__Text block__
Member of the National Assembly
- Incumbent
- Assumed office 30 July 2006
- Constituency: Uvira

Personal details
- Born: 5 December 1960 (age 65) Lemera, Uvira Territory, South Kivu, Democratic Republic of the Congo
- Party: Union for the Congolese Nation

= Justin Bitakwira =

Congolese politician (born 1960)

Justin Bitakwira Bihona-Hayi (born 5 December 1960) is a Congolese politician and a member of the National Assembly. He is the founder of the Alliance pour la République et la Conscience Nationale political party (ARCN) and a member of the Union for the Congolese Nation (Union pour la Nation Congolaise; UNC). He has been affiliated with several political parties, including the Union for Democracy and Social Progress (UDPS) and the People's Party for Reconstruction and Democracy (PPRD). He held various government positions, including Minister of Rural Development, Minister of Communication and Media and Minister of Relations with Parliament. As a minister, his political principles were described as nationalist, populist, opportunist, reformist, tribalist, and protectionist.

== Early life ==
Justin Bitakwira Bihona-Hayi was born on 5 December 1960, to a Fuliiru herder and farmer, Somora Mugambire, in Lemera, Bafuliiru Chiefdom, Uvira Territory, within the South Kivu Province of the Democratic Republic of the Congo. His uncle is the former Mai-Mai guerrilla movement leader, Zabuloni Rubaruba. In 1967, at the age of seven, his father was slaughtered by the Mulelist insurgents who emerged in the Lemera and Uvira areas east and south of Bukavu. He completed his primary studies at EP Katala and earned his Primary School Certificate. He then continued his secondary studies at Stella Maris College (now Institut Mwanga D'Uvira) in Uvira, where he obtained his state diploma in playwriting in 1978. After a brief stint in a small seminary in Mungombe (Mwenga Territory), he pursued community development and management courses in Cameroon.

== Political career ==
In the early 1980s, Bitakwira became involved in politics and became the head of the UDPS in Uvira in 1984. Later, he orchestrated a conference exhorting the Vira and Fuliiru communities to oppose a Ngala official representative of the National Documentation Agency (Agence Nationale de Documentation), a Zairean intelligence service. He was subsequently arrested and imprisoned for 15 days. On 5 August 1987, Bitakwira spearheaded a collective of young aspirants from Uvira in drafting an open epistle addressed to President Mobutu Sese Seko, intending to deliver it to the Zaire Embassy in Bujumbura. At the behest of the Zaire ambassador in Burundi, he was detained within Burundi and subsequently transferred to Uvira, where he endured an ordeal of imprisonment and torment for three months. On 24 December 1987, just before Christmas, he escaped from the Uvira's central penitentiary and fled to Bukavu, where he surrendered to regional authorities.

__Challenges__
1) Answer these from the Justin Bitakwira biography above:
(a) What political party did Bitakwira found?
(b) In which country did he take courses in community development and management?
(c) How long was he imprisoned after the conference against the Ngala official?
2) Carry on the Justin Bitakwira biography from the point where it stops.

__Rows__
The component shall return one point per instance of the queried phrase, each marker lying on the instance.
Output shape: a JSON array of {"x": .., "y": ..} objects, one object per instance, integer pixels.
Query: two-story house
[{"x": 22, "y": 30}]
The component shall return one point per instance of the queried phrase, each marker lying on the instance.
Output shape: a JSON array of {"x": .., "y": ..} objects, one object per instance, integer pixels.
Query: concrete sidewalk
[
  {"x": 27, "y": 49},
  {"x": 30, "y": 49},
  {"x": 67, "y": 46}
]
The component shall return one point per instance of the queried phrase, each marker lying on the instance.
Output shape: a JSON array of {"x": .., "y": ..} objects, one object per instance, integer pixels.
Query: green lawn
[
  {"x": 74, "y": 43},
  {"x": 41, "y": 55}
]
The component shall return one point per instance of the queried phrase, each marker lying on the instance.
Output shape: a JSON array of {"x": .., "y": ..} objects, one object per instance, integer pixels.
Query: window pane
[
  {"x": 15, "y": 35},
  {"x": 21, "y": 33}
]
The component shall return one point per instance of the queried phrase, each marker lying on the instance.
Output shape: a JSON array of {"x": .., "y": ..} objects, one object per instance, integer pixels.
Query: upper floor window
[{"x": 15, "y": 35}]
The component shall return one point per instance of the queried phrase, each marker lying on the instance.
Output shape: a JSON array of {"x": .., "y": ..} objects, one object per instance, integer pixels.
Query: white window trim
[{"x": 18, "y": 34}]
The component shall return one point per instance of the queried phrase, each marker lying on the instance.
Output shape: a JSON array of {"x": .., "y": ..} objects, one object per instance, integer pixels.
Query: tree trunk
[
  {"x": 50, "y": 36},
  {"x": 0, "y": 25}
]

__Answers below__
1)
(a) The Alliance pour la République et la Conscience Nationale (ARCN).
(b) Cameroon.
(c) 15 days.

2)
Following his release from prison, Bitakwira went into exile, first in Kenya and then in Cameroon, where he remained for eight years. He returned to the country in 1998 after the fall of the Mobutu Sese Seko's regime following the First Congo War. On 22 February 1998, he arrived in Kinshasa. He was introduced to Laurent-Désiré Kabila by his former companions from Uvira, who had aligned themselves with the Alliance of Democratic Forces for the Liberation of Congo (AFDL) in April 1998. In 2000, he galvanized a group of over 15,000 youths in front of the Belgian Embassy in Kinshasa to protest against the arrest warrant issued against Abdoulaye Yerodia Ndombasi.

During the first democratic elections in 2006, he ran for legislative elections under the banner of the Congolese Party for Good Governance (Parti Congolais pour la Bonne Gouvernance; PCBG) and was elected national deputy for the Uvira constituency. In 2008, he advocated for the central government to establish state authority throughout the country and deplored the systematic abuses committed against Fuliiru farmers. In the second legislature of 2011, he ran for re-election and was the only one among the 2006 deputies to be re-elected in the same constituency. Later, he left the majority and joined Vital Kamerhe's UNC, where he became the president of the parliamentary group in the National Assembly. In June 2016, he officially launched his political party: Alliance for the Republic and National Conscience (Alliance pour la République et la Conscience Nationale; ARCN), defining it as a party dedicated to revitalizing political, economic, and social life in the Democratic Republic of the Congo.

== Personal sanctions ==
On 8 December 2022, Bitakwira was placed under EU sanctions subjecting him to travel ban and assets freeze in all EU jurisdictions due to his sufficient contributions to the ongoing instability and insecurity in DRC through inflammatory speeches and use of discriminative derogatory language in his public addresses, thus keeping flames of inter-communal conflicts burning.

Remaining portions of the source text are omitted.